**Brief:** All lines from the entries below that contain the string "roof" should be copied out.

------ The data

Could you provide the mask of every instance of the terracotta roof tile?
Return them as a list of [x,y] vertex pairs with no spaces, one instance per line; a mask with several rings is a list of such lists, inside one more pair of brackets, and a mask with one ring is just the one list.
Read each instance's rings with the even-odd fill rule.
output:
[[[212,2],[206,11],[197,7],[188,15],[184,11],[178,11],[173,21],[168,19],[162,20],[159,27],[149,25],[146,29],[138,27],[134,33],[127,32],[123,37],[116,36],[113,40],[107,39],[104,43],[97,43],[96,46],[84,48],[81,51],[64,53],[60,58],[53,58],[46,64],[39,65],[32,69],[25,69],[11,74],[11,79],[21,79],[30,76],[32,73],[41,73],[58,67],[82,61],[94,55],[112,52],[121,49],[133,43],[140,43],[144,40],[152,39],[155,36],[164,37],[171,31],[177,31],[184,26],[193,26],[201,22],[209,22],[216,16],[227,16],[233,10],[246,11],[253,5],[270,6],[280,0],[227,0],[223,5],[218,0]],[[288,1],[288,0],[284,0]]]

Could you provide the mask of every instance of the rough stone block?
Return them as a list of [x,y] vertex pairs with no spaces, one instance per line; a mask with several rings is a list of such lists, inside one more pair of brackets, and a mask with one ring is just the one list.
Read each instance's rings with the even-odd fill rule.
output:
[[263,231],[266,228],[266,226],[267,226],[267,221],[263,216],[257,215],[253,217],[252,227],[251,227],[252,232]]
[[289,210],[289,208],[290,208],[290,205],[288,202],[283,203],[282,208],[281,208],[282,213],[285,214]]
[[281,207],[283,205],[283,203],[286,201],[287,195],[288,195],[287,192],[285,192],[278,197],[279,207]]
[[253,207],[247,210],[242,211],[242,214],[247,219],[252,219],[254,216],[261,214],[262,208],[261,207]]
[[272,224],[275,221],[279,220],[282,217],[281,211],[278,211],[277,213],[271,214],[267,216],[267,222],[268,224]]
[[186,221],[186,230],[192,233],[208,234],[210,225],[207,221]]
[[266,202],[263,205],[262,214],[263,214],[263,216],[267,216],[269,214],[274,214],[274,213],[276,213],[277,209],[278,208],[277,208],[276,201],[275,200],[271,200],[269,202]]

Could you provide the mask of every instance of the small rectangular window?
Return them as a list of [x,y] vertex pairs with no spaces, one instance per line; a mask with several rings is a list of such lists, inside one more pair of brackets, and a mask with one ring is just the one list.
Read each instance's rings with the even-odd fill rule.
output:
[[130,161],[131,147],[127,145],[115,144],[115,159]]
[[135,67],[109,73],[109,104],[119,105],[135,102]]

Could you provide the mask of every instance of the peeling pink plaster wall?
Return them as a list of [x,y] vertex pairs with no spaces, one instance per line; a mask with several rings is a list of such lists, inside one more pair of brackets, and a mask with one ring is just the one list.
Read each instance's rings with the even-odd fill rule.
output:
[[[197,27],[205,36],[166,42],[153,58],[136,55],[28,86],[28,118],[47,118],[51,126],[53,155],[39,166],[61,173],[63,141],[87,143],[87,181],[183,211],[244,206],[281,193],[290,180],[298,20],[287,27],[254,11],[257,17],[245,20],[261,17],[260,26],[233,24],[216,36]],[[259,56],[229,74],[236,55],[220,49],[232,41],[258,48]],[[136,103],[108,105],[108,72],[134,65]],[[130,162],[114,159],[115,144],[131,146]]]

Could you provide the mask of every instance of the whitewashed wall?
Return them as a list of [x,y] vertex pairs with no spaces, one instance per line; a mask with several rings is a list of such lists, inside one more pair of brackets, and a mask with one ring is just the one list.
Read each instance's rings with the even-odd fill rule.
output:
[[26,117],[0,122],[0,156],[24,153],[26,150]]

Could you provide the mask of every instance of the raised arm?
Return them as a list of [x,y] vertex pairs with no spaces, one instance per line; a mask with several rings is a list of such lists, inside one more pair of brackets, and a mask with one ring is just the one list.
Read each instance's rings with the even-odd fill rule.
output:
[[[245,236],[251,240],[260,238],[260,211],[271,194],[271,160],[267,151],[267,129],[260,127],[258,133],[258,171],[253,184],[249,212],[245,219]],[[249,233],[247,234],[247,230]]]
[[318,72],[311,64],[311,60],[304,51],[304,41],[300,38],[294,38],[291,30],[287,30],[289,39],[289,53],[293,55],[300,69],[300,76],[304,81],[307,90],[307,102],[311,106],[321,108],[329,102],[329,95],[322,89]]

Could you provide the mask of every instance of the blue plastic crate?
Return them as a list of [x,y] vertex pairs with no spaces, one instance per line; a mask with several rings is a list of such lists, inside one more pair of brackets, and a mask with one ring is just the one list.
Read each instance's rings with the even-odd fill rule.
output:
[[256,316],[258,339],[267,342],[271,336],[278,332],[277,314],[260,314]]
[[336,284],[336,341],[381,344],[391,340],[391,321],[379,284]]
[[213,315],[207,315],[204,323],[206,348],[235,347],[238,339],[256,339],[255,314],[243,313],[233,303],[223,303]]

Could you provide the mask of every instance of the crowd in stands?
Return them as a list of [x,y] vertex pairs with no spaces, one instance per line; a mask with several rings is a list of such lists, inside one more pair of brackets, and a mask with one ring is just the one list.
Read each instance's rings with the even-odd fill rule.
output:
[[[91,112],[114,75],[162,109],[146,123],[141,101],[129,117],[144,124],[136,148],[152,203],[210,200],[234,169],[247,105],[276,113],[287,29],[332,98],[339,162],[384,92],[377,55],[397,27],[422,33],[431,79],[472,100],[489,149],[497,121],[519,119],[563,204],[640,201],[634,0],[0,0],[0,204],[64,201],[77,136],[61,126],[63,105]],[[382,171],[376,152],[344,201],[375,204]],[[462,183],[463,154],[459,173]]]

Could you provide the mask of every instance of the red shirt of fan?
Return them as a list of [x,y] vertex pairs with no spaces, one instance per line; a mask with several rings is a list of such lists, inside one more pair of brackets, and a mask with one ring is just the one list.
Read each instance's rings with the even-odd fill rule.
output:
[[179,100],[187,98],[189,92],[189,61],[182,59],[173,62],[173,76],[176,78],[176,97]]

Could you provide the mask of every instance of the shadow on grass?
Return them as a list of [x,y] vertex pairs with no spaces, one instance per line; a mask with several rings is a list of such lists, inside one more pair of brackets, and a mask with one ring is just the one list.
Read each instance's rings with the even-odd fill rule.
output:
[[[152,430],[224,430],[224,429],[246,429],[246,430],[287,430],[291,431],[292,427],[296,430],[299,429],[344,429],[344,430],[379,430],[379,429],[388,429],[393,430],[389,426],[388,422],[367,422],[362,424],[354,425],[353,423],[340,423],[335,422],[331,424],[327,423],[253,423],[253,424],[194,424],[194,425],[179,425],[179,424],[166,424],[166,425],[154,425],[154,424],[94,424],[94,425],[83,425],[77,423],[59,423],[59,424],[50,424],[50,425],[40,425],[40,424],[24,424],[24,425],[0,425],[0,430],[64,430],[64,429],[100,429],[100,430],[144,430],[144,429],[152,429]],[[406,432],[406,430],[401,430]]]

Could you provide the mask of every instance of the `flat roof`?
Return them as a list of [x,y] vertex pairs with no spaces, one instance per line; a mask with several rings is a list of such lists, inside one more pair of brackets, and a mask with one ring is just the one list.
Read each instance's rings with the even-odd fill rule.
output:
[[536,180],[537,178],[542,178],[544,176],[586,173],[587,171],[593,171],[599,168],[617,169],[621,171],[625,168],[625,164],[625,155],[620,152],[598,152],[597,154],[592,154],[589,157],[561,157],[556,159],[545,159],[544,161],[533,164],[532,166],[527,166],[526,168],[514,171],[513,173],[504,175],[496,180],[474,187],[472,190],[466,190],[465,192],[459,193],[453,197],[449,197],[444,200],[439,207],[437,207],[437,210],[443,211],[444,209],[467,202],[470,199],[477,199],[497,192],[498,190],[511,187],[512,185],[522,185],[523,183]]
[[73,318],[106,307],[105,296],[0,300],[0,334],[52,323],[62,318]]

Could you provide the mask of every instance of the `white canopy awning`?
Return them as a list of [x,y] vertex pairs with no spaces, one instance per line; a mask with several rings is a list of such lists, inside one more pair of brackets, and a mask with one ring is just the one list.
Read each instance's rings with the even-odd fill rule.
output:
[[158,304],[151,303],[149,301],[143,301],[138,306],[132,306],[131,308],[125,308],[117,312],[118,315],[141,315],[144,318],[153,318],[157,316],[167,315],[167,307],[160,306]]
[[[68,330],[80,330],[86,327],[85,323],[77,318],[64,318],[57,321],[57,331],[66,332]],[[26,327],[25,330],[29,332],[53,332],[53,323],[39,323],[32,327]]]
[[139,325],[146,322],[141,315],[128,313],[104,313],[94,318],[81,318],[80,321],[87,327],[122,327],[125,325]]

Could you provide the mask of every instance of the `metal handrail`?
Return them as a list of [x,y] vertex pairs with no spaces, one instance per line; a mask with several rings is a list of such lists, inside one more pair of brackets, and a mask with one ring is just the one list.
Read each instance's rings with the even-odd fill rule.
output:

------------

**Answer to this task:**
Could you provide the mask of every instance of the terracotta roof tile?
Could you provide the mask of every instance of the `flat roof`?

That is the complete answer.